_Problem statement_
Type out all the records word for word. Any pictures are to be left out.

_Data_

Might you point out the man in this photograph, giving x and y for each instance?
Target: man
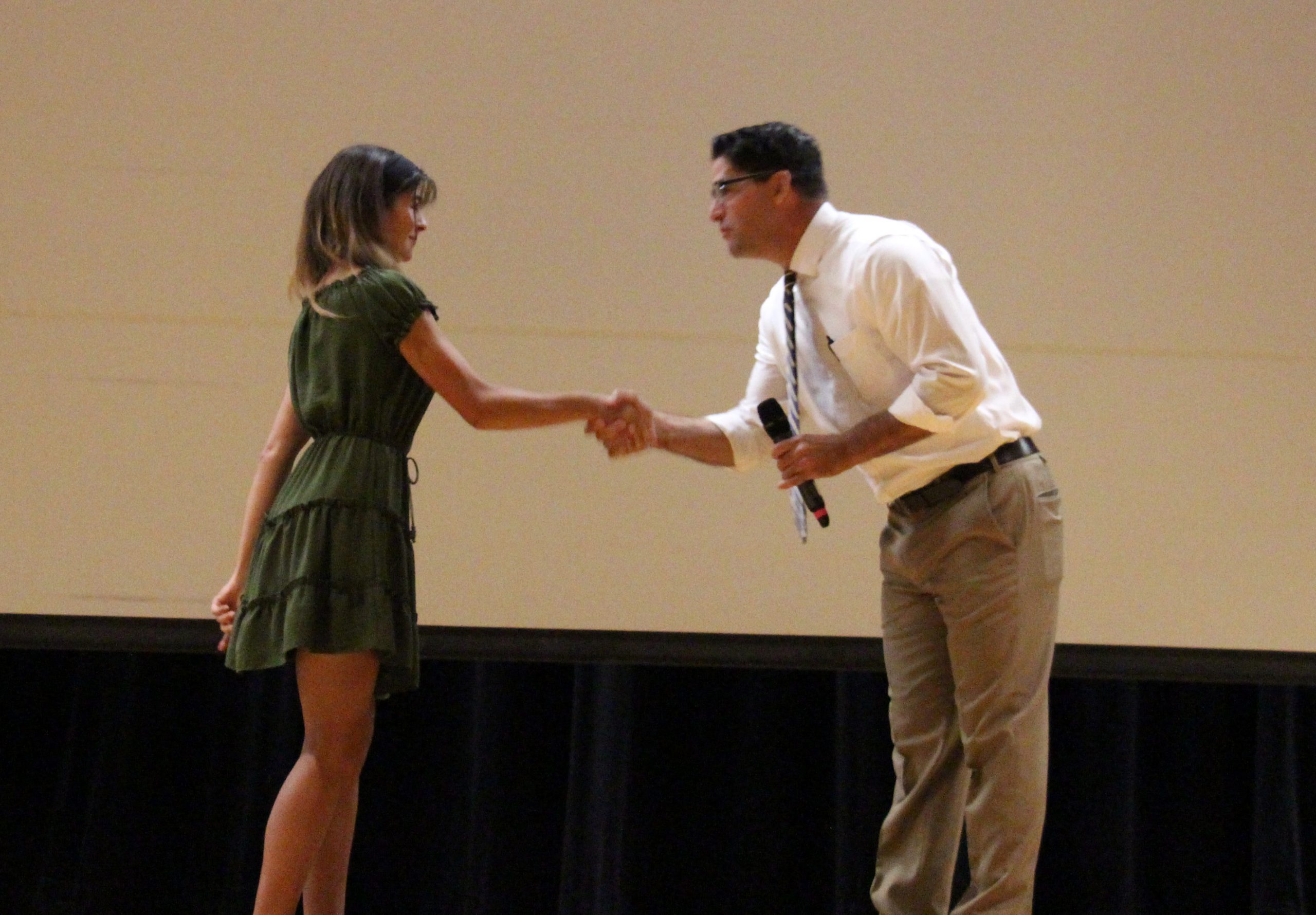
(894, 365)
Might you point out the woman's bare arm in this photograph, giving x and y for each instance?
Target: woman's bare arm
(481, 403)
(281, 449)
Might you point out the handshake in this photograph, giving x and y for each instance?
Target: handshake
(624, 424)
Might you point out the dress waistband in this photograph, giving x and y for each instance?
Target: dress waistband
(412, 472)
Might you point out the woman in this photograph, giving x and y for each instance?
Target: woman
(325, 568)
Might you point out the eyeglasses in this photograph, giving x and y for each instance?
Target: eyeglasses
(719, 191)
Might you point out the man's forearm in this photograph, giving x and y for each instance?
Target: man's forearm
(694, 437)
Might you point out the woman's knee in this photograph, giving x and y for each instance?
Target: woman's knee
(340, 748)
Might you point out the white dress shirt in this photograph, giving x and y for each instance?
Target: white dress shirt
(882, 323)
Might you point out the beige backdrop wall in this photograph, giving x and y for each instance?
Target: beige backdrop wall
(1127, 189)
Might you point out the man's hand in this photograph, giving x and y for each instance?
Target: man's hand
(811, 458)
(626, 426)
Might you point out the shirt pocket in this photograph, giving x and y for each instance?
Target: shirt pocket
(874, 369)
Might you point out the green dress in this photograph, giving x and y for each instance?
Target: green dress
(332, 569)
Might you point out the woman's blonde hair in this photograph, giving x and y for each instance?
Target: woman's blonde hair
(344, 216)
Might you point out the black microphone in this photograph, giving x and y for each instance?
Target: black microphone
(779, 430)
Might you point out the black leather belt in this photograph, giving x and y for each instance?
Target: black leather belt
(953, 481)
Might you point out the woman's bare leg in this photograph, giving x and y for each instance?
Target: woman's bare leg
(337, 696)
(325, 892)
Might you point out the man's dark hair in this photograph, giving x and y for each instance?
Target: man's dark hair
(774, 147)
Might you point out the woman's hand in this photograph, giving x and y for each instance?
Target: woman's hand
(224, 607)
(624, 424)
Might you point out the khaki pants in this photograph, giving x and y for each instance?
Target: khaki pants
(969, 603)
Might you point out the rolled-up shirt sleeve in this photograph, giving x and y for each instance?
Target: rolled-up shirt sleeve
(741, 424)
(931, 327)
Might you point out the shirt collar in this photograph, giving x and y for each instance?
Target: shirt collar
(815, 240)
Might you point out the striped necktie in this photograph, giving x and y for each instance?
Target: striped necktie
(793, 398)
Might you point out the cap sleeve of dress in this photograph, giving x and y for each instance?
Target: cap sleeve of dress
(393, 304)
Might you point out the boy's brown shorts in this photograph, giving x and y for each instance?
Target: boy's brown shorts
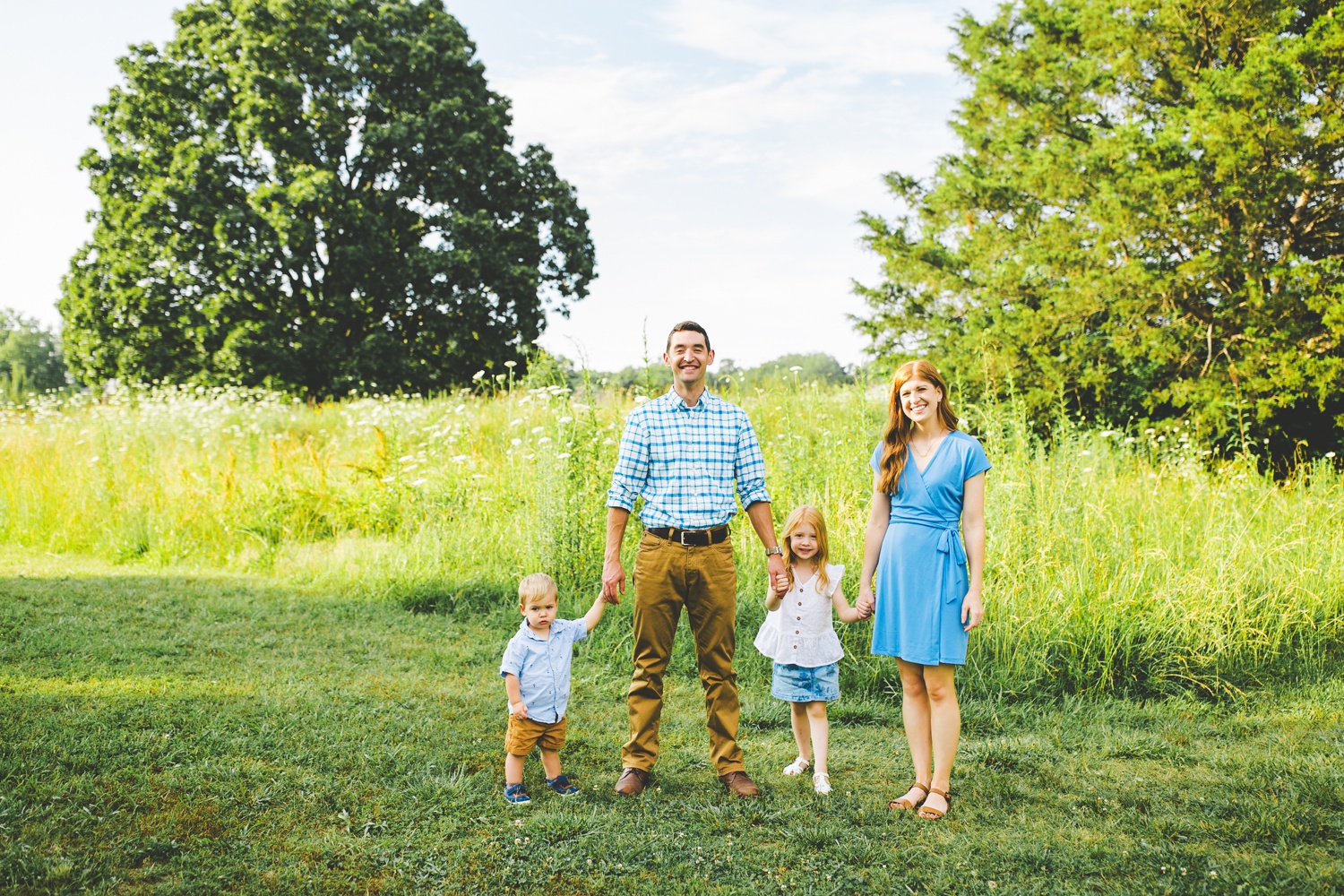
(524, 734)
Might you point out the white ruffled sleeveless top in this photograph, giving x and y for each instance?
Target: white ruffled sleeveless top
(801, 632)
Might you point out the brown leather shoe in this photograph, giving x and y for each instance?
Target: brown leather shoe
(632, 783)
(739, 783)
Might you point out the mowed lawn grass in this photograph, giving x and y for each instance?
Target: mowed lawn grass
(183, 732)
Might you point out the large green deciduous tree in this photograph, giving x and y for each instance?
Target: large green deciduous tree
(320, 196)
(1145, 218)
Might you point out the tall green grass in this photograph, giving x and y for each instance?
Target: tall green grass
(1117, 562)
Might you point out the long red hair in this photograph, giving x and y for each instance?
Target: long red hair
(895, 443)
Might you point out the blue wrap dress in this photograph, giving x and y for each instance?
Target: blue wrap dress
(921, 575)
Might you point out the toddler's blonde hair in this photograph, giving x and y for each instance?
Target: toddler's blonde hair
(534, 586)
(806, 514)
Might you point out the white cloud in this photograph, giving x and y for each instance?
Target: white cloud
(873, 38)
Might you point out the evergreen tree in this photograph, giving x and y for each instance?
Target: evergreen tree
(1145, 220)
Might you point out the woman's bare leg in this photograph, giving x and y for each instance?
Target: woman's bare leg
(916, 713)
(945, 727)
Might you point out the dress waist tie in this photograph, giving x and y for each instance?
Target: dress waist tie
(949, 546)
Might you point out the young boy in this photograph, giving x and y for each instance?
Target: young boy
(537, 676)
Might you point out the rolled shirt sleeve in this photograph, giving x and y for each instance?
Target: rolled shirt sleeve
(750, 466)
(632, 468)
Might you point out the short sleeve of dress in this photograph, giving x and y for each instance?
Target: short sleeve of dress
(973, 461)
(835, 571)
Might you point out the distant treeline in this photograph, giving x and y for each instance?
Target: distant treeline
(550, 370)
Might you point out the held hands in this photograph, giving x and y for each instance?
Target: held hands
(866, 602)
(972, 610)
(613, 581)
(779, 578)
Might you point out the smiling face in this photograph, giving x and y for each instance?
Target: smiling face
(804, 541)
(688, 357)
(919, 400)
(539, 611)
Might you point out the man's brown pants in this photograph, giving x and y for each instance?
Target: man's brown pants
(704, 579)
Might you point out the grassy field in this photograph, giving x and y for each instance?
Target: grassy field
(1118, 563)
(250, 645)
(183, 731)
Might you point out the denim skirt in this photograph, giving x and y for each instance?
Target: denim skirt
(804, 684)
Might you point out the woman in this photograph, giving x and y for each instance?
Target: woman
(927, 476)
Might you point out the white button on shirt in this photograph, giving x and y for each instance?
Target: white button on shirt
(801, 630)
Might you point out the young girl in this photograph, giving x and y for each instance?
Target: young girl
(798, 635)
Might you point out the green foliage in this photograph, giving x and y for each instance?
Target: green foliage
(316, 196)
(1144, 220)
(182, 731)
(30, 359)
(800, 368)
(1116, 564)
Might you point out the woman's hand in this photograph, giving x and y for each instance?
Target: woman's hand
(866, 600)
(972, 610)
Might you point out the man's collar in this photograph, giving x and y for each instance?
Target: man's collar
(680, 402)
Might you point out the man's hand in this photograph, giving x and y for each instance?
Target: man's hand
(779, 576)
(613, 581)
(866, 602)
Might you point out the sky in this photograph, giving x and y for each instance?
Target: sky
(723, 151)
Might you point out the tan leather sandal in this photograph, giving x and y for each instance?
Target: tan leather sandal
(929, 813)
(905, 804)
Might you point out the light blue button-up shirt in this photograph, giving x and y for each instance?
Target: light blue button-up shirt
(685, 461)
(542, 667)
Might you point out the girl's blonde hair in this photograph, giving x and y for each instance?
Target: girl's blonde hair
(806, 514)
(895, 441)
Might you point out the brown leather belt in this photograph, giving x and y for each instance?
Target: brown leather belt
(691, 538)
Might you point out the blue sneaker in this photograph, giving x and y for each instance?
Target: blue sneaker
(562, 786)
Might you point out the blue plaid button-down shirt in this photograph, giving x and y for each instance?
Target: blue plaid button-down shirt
(685, 462)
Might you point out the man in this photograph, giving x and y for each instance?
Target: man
(683, 452)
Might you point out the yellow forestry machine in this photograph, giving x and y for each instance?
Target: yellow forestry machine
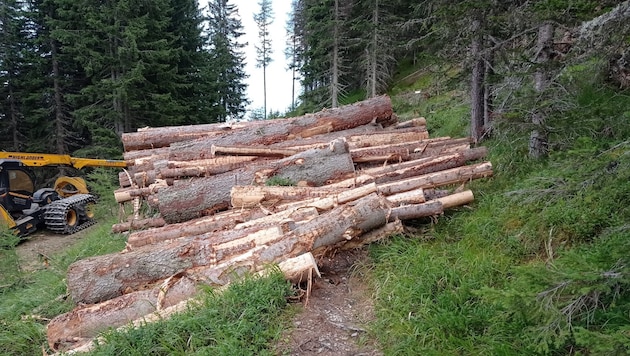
(64, 209)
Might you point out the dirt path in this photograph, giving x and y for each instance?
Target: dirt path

_Response below_
Might you point out the man in this photograph, giving x and y for each instance?
Target: man
(894, 365)
Might you point out the woman's bare arm in this photograph, giving x and y for each instance?
Target: woman's bare arm
(481, 403)
(281, 449)
Might you point out the handshake in this photograph, giving x and y for each instance?
Target: handshake
(624, 424)
Might you point out the dress waistband in this photograph, giving x and y for each instance?
Target: dress waistband
(412, 472)
Might you point out the woman in this photograph, giving x and y for each instance?
Target: woman
(325, 568)
Might you point out the eyeglasses in this photograph, giving x and y for each instance?
Target: eyeglasses
(719, 191)
Might you point out the man's forearm in this photograph, giving x and y for each instance?
Target: man's forearm
(694, 437)
Might you point out the woman's knee in this photograph, giving x and y for each instance?
Target: woman's knee
(340, 748)
Might you point out the white dress shirt in this photograph, giving x and y for each instance?
Target: white dress shirt
(882, 323)
Might you point out the beige backdrop wall in this photograph, giving x and y for each instance?
Target: beige backdrop wall
(1127, 189)
Might you point out the man's hand in this photograph, giving x and y for each instance?
Target: man's hand
(811, 458)
(626, 426)
Might you point out the shirt pocket in this photograph, giving x and y for each instance?
Target: shirt pocket
(874, 369)
Might you point out the green dress in this photograph, giving x and y for each instance?
Target: green dress
(332, 569)
Might you point out the woman's blonde hair in this photograph, giving x and y for each instance?
Target: woman's blonde hair
(344, 216)
Might you point out the black microphone in this photograph, giving x and y for each instance?
Target: black microphone
(779, 430)
Might you point out the black leather belt in this photograph, giving x and y for each instance?
Target: black leather belt
(953, 481)
Might you point out the woman's bare leg in this photograph, giving x and y for each instance?
Target: woman's bare leg
(337, 696)
(325, 892)
Might you point out the man's dark hair in this photograph, giving x and y for each instance?
Target: man's dark hair
(774, 147)
Might you point out the woman's hand in this photograph, giving x and y for each instance?
Target: woman's hand
(224, 607)
(624, 424)
Might you point out the khaki pants in this photograph, giving x and y for each instance?
Target: khaki pants
(969, 603)
Might you point out the rolled-up shirt sleeve in this photograph, giving x and y for each instance?
Target: rolled-up shirt sleeve
(741, 424)
(931, 327)
Might you point out the shirt collar in this photograph, giving x and y for each instance?
Target: shirt collar
(815, 240)
Might you point out the striped necktie in this photograph, giving x and y for each instance?
Target: striped necktie
(793, 398)
Might you point out the cap sleeve of dress in this photograph, giving x and y for each instance?
Target: cap sleeve of dress
(393, 304)
Might you point out the boy's brown shorts in this photograph, giving x and y for each instance?
Target: boy's brown shorts
(524, 734)
Might you point out the white ruffled sleeveless top in this photograph, giving x and y for each instance?
Target: white ruffled sleeveless top
(801, 632)
Might you point out the brown leather shoe in this photograph, giving x and y for each instance?
Target: brown leather shoe
(632, 783)
(739, 783)
Might you point out the mowed lawn grass in this photograph, giving x and y for each instance?
Target: mowed lawn grass
(183, 732)
Might you point out the large green deciduous tree in this photograph, giving x and y for each instance?
Target: large green deciduous tree
(320, 196)
(1145, 218)
Might you point out the tall green grass in this photograph, giving x and y for each instance?
Target: tall green grass
(1117, 562)
Might you point out the long red hair in this photograph, giving x and y for each instance?
Target: long red hair
(895, 443)
Might you point out the blue wrap dress in this photograph, giving x and y for each instance?
Target: blue wrap dress
(921, 575)
Might you point out the toddler's blonde hair in this photograph, giving x and y for each instance?
Target: toddler's blonde hair
(534, 586)
(806, 514)
Might you point out the white cloud in this photograph, giving x and y for each instance?
Target: white cloud
(873, 38)
Might you point out the evergreen tree in this photograph, giving x and y for each instance?
Target: evergreen tree
(1145, 220)
Might you point out the woman's bare leg in this photograph, giving x and y for each instance?
Target: woman's bare leg
(916, 713)
(945, 727)
Might you point out the dress waist tie in this photograph, giving x and y for each instance?
Target: dress waist tie
(949, 546)
Might you point out the young boy in this photograph, giving x and y for each instance?
Target: young boy
(537, 676)
Might you point out the rolled shirt sleeve in this photograph, giving x and y for each instance?
Target: rolled shirt sleeve
(750, 466)
(632, 468)
Might you point out the short sleeve of dress in this photograph, giving x and y for each instance?
Target: short sleeve of dress
(973, 461)
(835, 571)
Might you point out the distant treeline in this photograph, giving x and y for each instance?
Target: distant treeline
(550, 370)
Might you point out the held hands in this photograph, giving x and y for each instance?
Target: held hands
(866, 602)
(972, 610)
(613, 581)
(779, 578)
Might you point out the smiling face in this photograph, giving x and y for each instance?
Target: smiling face
(804, 541)
(688, 357)
(919, 400)
(539, 611)
Might you point out the man's brown pants in this photograph, giving x and y for each instance?
Target: man's brown pants
(704, 579)
Might you point out the grassy field in this photograph, giving x and y for each instance?
Target: grassy field
(1118, 563)
(250, 645)
(183, 731)
Might you point out the denim skirt in this photograph, giving x and y for each instance?
Target: denim skirt
(804, 684)
Might you point out the woman in this photograph, giving x and y for each instance?
Target: woman
(927, 476)
Might you point out the white button on shirt in this photograph, giving x and y for each instance?
Target: white button on shirt
(801, 630)
Might you point out the young girl in this photograph, giving x and y for each instance?
Target: young girl
(798, 635)
Might you point out the green foliage in this photograph, giving x and y for each instance?
Target: green foliage
(316, 196)
(1144, 220)
(182, 731)
(30, 359)
(800, 368)
(1116, 564)
Might you point out the woman's hand in this photograph, giving x and y for each instance?
Target: woman's hand
(866, 600)
(972, 610)
Might you point out the man's collar in this photograph, giving x and y for each instance?
Target: man's collar
(680, 402)
Might you point out the man's hand in this photograph, giving x and y for each instance?
Target: man's hand
(779, 576)
(613, 581)
(866, 602)
Might you point out the sky in this photograph, giving x and y for each instance?
Target: sky
(723, 151)
Might you point out the tan leather sandal in this photograph, giving x and y for each instance?
Target: tan leather sandal
(929, 813)
(905, 804)
Might you point out the light blue button-up shirt in this photograph, giving x and y for each instance?
Target: light blue button-up shirt
(685, 461)
(542, 667)
Might you point out the girl's blonde hair in this photograph, giving x and y for each instance?
Target: girl's blonde hair
(806, 514)
(895, 441)
Might you point out the brown leather belt in this photograph, giving x and y for each instance?
Target: brown leather belt
(691, 538)
Might you point out the blue sneaker in this photograph, giving x and y for each instance?
Target: blue sneaker
(562, 786)
Might you point out the blue plaid button-down shirt in this photograph, giving x and y for each instance?
Target: blue plaid button-down shirt
(685, 462)
Might you point out the man in this photograph, giving x and y for each instance?
Target: man
(683, 452)
Might you point out the yellow forestry machine in this photograph, giving x and y for each instance?
Target: yellow forestry machine
(64, 209)
Might you point out the dirt path in this photograph, giving x and y for each instance?
Target: dirt path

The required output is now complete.